[TEXT SHOWN]
Rounds' victory was one of South Dakota's greatest political upsets. Until late in 2001, then-Congressman John Thune was the front-runner for the nomination. When Thune passed on the race in order to challenge Senator Tim Johnson, state Attorney General Mark Barnett and former Lieutenant Governor Steve T. Kirby quickly became candidates. Rounds declared his candidacy late, in December 2001 and was out-raised and outspent ten-to-one by each of his opponents.
However, the contest between Kirby and Barnett soon became very negative and "dirty". Barnett attacked Kirby for not investing in companies based in South Dakota and for his involvement with Collagenesis, a company which removed skin from donated human cadavers and processed them for use. It became the subject of a massive scandal when it was revealed that the company was using the skins for much more lucrative cosmetic surgery like lip and penis enhancements while burn victims "lie waiting in hospitals as nurses scour the country for skin to cover their wounds, even though skin is in plentiful supply for plastic surgeons". Kirby invested in the company after the scandal broke and Barnett attacked him for it in television advertisements. However, the advertisements backfired because "the claims were so outlandish, that people thought for sure that they were exaggerated or completely fabricated."

[DATA]
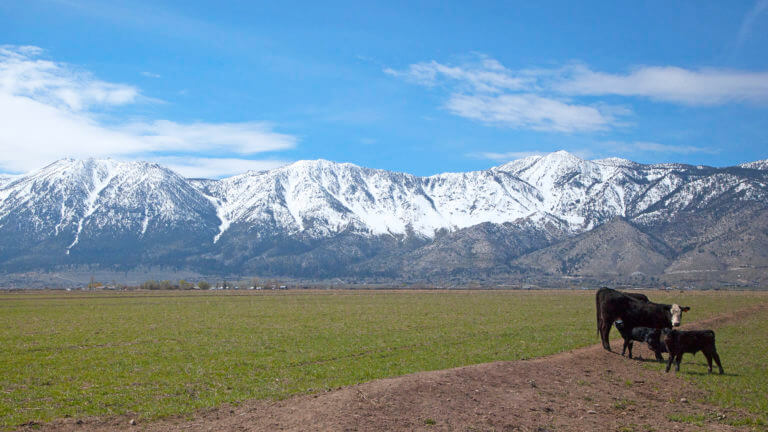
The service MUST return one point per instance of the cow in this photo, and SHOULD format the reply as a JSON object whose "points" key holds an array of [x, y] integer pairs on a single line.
{"points": [[634, 310], [642, 334], [692, 341], [602, 295]]}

[WORK INSTRUCTION] Extend the account of the South Dakota primary race between Rounds, Kirby and Barnett by writing the next paragraph after its final sentence.

[OUTPUT OF THE EXERCISE]
As the two front-runners concentrated on attacking each other, Rounds insisted on running a positive campaign and was not attacked by his opponents. Rounds' positive image and extensive knowledge of state government won him many supporters who were alienated by the front-runners. On the day of the primary election, Rounds won a stunning victory, with 44.3% of the vote to Barnett's 29.5% and Kirby's 26.1%.